About eighty percent of the application-layer bytes in that capture were sitting on a non-standard TCP port. Wireshark sees the frames, can’t identify the protocol, and labels everything as plain “TCP.” Of all the OT traffic in the environment, the largest single protocol was the one nobody could read without doing real work.

Each of the three runs produced a confident, vendor-specific identification for that protocol. Each one named a different vendor. Only one was right, and we only confirmed which a known-good packet capture from a lab environment running the actual product. Once we had ground truth, the bit-level match was unambiguous.

This is the gap that everyone working in OT cybersecurity needs to think hard about. The distance between confident and verified can look invisible in a PDF, but it has consequences in the plant. A finding that names the wrong vendor leads to remediation recommendations for the wrong product, advisory crosswalks against the wrong CVE list, and a written record that ages into something nobody trusts the next time around. The reader of that report, usually a controls engineer or a security lead with a real budget and a real change window, has no good way to tell which findings rest on evidence and which rest on inference, because by the time the words hit the page, they all look the same.

That’s the problem. It isn’t really about AI capability. The AI in all three runs was capable enough to produce something readable and technically shaped. The problem is process discipline: whether the workflow around the AI catches the wrong answer before it ships, or whether it doesn’t.

Why OT Raises the Stakes

Most readers of this don’t need the OT-versus-IT comparison rehashed. You already know your protective relay can’t reboot on a Tuesday afternoon. You know the PLC controlling your dewatering pumps is older than the engineer maintaining it. You know that when a control loop misbehaves at three in the morning, the consequences are measured in dollars per minute and sometimes in injury reports.

What’s worth saying briefly is why this changes the AI conversation.

A wrong answer in OT can hurt people. The same misconfigured ACL that creates a help-desk ticket in IT can create a personnel-safety event in OT. AI-produced findings have the same property as any other finding: they get implemented. When the recommendation rests on a misidentification, the implementation rests on the same misidentification.

Vendor diversity outlasts staff turnover. A typical industrial site has equipment from six to eight vendors spanning twenty-five years of installation. No analyst, human or AI, knows every protocol on a site like that. Coverage gaps are a permanent feature of OT work, not a temporary one. Any methodology that doesn’t acknowledge its own coverage gaps is lying about them.

The systems are unmovable. You cannot patch a turbine governor on a Wednesday because someone wrote a CVE advisory on Tuesday. Recommendations have to land in a world of scheduled outages, vendor support contracts, and regulatory reporting calendars. An AI that produces advice without that context produces homework, not work.

Those three pressures combine into an asymmetric cost structure. A confident, wrong AI output is cheap to produce. It is expensive to consume, to implement, to document, and to defend during the next audit. The defense against that asymmetry is the process that wraps around the AI, not the model itself.

Information supplied>

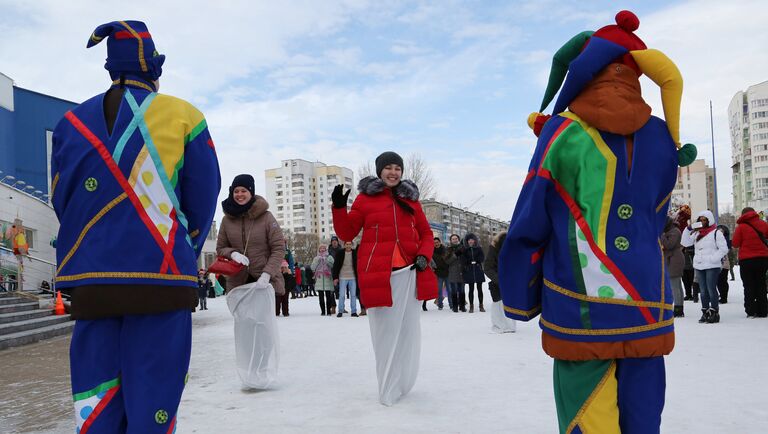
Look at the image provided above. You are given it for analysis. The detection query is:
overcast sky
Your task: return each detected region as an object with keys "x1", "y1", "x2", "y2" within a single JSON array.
[{"x1": 0, "y1": 0, "x2": 768, "y2": 220}]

What is asked> Say whether each statement agrees with the OT security excerpt. Give yes or no and quote the words from the excerpt that settle it. 1. Wireshark marks the traffic it cannot identify as plain TCP. 2. A typical industrial site has equipment from three or four vendors. 3. The excerpt blames the problem mainly on limits in what AI can do.

Result of this task>
1. Yes: "Wireshark sees the frames, can’t identify the protocol, and labels everything as plain “TCP.”"
2. No: "A typical industrial site has equipment from six to eight vendors spanning twenty-five years of installation."
3. No: "It isn’t really about AI capability."